▶ **原文**
------------------------------------------------------------

用简单的 2D CNN 进行 MNIST 数字识别

本文作者： AI研习社-译站

2018-07-23 10:04

导语：对于图像分类任务，当前最先进的架构是卷积神经网络 (CNNs)，无论是面部识别、自动驾驶还是目标检测，CNN 都得到广泛使用。

雷锋网 AI 研习社按：本文为雷锋网字幕组编译的技术博客，原标题 A simple 2D CNN for MNIST digit recognition，作者为 Sambit Mahapatra。

翻译 | 王祎校对 | 霍雷刚整理 | 孔令双

对于图像分类任务，当前最先进的架构是卷积神经网络 (CNNs).。无论是面部识别、自动驾驶还是目标检测，CNN 得到广泛使用。在本文中，针对著名的 MNIST 数字识别任务，我们设计了一个以 tensorflow 为后台技术、基于 keras 的简单 2D 卷积神经网络 (CNN) 模型。整个工作流程如下:

1. 准备数据

2. 创建模型并编译

3. 训练模型并评估

4. 将模型存盘以便下次使用

用简单的 2D CNN 进行 MNIST 数字识别

数据集就使用上文所提到的 MNIST 数据集。MNIST 数据集 (Modified National Institute of Standards and Technoloy 数据集) 是一个大型的手写数字（0 到 9）数据集。该数据集包含大小为 28x28 的图片 7 万张，其中 6 万张训练图片、1 万张测试图片。第一步，加载数据集，这一步可以很容易地通过 keras api 来实现。

import keras
from keras.datasets import mnist
#load mnist dataset
(X_train, y_train), (X_test, y_test) = mnist.load_data() #everytime loading data won't be so easy :)

其中，X_train 包含 6 万张大小为 28x28 的训练图片，y_train 包含这些图片对应的标签。与之类似，X_test 包含了 1 万张大小为 28x28 的测试图片，y_test 为其对应的标签。我们将一部分训练数据可视化一下，来对深度学习模型的目标有一个认识吧。

import matplotlib.pyplot as plt
fig = plt.figure()
for i in range(9):
plt.subplot(3,3,i+1)
plt.tight_layout()
plt.imshow(X_train[i], cmap='gray', interpolation='none')
plt.title("Digit: {}".format(y_train[i]))
plt.xticks([])
plt.yticks([])

------------------------------------------------------------

▶ **任务 A**
根据原文，加载数据后为什么要把一部分训练数据可视化？请用一两句话说明。
▶ **任务 B**
更新原文中以含有“数据集就使用上文所提到的 MNIST 数据集。MNIST”的文字开头、以“28x28 的测试图片，y_test 为其对应的标签。我们将一部分训练数据可视化一下，来对深度学习模型的目标有一个认识吧。”结尾的部分：把其中的“标签”一律换成“类别标记”，再写出改好的这一段。

▶ **数据摘录**
------------------------------------------------------------

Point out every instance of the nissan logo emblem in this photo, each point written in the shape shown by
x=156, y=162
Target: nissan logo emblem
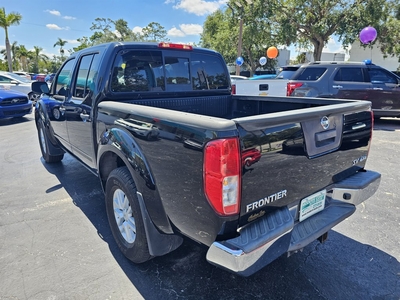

------------------------------------------------------------

▶ **参考答案 A**
把一部分训练数据可视化，是为了对深度学习模型的目标有一个认识。

▶ **参考答案 B**
数据集就使用上文所提到的 MNIST 数据集。MNIST 数据集 (Modified National Institute of Standards and Technoloy 数据集) 是一个大型的手写数字（0 到 9）数据集。该数据集包含大小为 28x28 的图片 7 万张，其中 6 万张训练图片、1 万张测试图片。第一步，加载数据集，这一步可以很容易地通过 keras api 来实现。

import keras
from keras.datasets import mnist
#load mnist dataset
(X_train, y_train), (X_test, y_test) = mnist.load_data() #everytime loading data won't be so easy :)

其中，X_train 包含 6 万张大小为 28x28 的训练图片，y_train 包含这些图片对应的类别标记。与之类似，X_test 包含了 1 万张大小为 28x28 的测试图片，y_test 为其对应的类别标记。我们将一部分训练数据可视化一下，来对深度学习模型的目标有一个认识吧。